• Tasks and exercises:
A – Rewrite the paragraph of the transmigrants article that begins "They included mostly Toyota" as a short bulleted list, keeping its main facts.
B – Transcribe everything in the transmigrants article from "They included mostly" down to "Salvador and Belize.".
C – In the transmigrants article, on which highway are the travelers stranded while they wait for approval to go south?

• Passage:
LOS INDIOS, Texas – As thousands of Central American migrants are on either sides of U.S.-Mexican border before they head to destinations all over the United States, hundreds of their fellow countrymen are waiting to go south.

These are not the adults and unaccompanied youngsters making today’s headlines but transient visitors crossing into Mexico’s territory from across Los Indios, Texas, to Tapachula, a Mexican city near the Guatemalan border.

Known as transmigrants, these travelers are stranded today on FM 509 until the U.S. and Mexican give them the go ahead to go south.

Vehicles of all different makes and models can be seen over a 5-mile stretch of the highway from FM 800 to the Free Trade International Bridge, or the last stop before they cross into Mexico.

They included mostly Toyota, Nissan, Honda, Hyundai and Kia cars, trucks and SUVs, many of which are either dented or with engine problems and  taken to body and mechanic shops in Guatemala, Honduras, El Salvador and Belize.

Other drivers are also taking eighteen wheelers, buses and trucks hauling from a half to a dozen vehicles. A couple of boats and heavy machinery were being towed as well.

The drivers’ frustration was evident on Friday as many of them were forming clusters to talk about the situation they are facing.

• Data provided:

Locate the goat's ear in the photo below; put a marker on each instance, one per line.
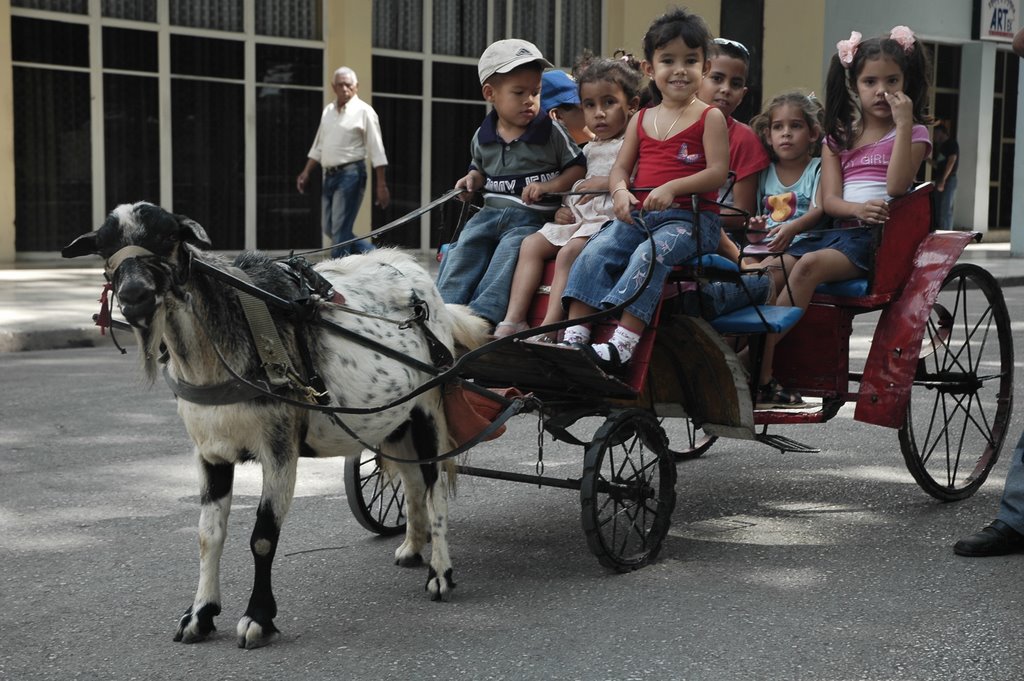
(84, 245)
(193, 232)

• Completed exercise:
A –
- Makes: mostly Toyota, Nissan, Honda, Hyundai and Kia
- Types: cars, trucks and SUVs
- Condition: many dented or with engine problems
- Destination: body and mechanic shops in Guatemala, Honduras, El Salvador and Belize

B –
They included mostly Toyota, Nissan, Honda, Hyundai and Kia cars, trucks and SUVs, many of which are either dented or with engine problems and  taken to body and mechanic shops in Guatemala, Honduras, El Salvador and Belize.

C – FM 509